EXERCISE INSTRUCTIONS:
1/ Check each statement against the passage on choosing a large model's architecture. Answer yes or no, and quote the passage's deciding words exactly. (a) The small-scale ablations use a 1B-parameter model trained for a few thousand steps. (b) The passage says the layer count comes from solving an equation. (c) When scaling up, the depth/width ratios are substantially changed.
2/ Continue the passage on choosing a large model's architecture, starting right after its last sentence.

## begin SOURCE EXTRACT

The practical process looks like this: You pick a target parameter budget (70B, because that’s what your compute and data budget can support per Chinchilla). You look at what worked for similar-scale models. You run small-scale ablations — maybe train a 1B-parameter model with different depth/width ratios for a few thousand steps and see which one’s loss curve looks best. Then you scale up, keeping the ratios roughly constant. If you’re Meta, you also have internal results from Llama 1 and Llama 2 that tell you what worked and what didn’t.
Nobody is solving an equation that outputs “80 layers.” It’s more like: the research says deeper is better for reasoning, the empirics say this ratio works at this scale, the hardware constraints say this fits across our GPUs with acceptable pipeline-parallel granularity, and previous versions of this model used a similar ratio. Ship it.

## end SOURCE EXTRACT
## begin SUPPLIED INFORMATION

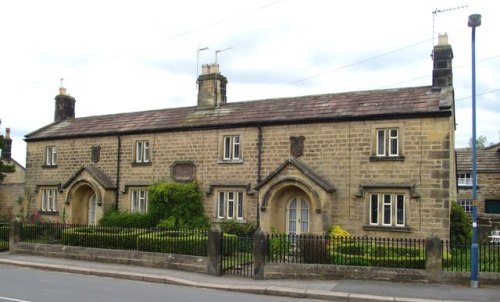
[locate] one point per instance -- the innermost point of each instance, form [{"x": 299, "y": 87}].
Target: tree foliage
[
  {"x": 3, "y": 167},
  {"x": 176, "y": 205},
  {"x": 481, "y": 142}
]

## end SUPPLIED INFORMATION

WRITTEN RESPONSES:
1/
(a) Yes: "maybe train a 1B-parameter model with different depth/width ratios for a few thousand steps"
(b) No: "Nobody is solving an equation that outputs “80 layers.”"
(c) No: "Then you scale up, keeping the ratios roughly constant."

2/
Performance Profile
- Pipeline parallelism granularity: Layer count determines how the model splits across GPUs in pipeline parallelism. 80 layers across 8 pipeline stages = 10 layers per stage. Uneven division (e.g., 80 layers across 6 stages) creates load imbalance where the largest stage becomes the bottleneck.
- Depth vs. latency: Each layer is a sequential dependency — token processing must pass through all 80 layers in order. More layers = higher per-token latency during inference. This is the fundamental tension between model quality (deeper is better) and serving speed.
- Memory per stage: In pipeline parallelism, each stage holds only its slice of layers. 80 layers at ~880M params/layer = ~11B params per 10-layer stage = ~22GB at FP16. Fits comfortably in a single GPU’s 192GB HBM3e, leaving room for activations and KV cache.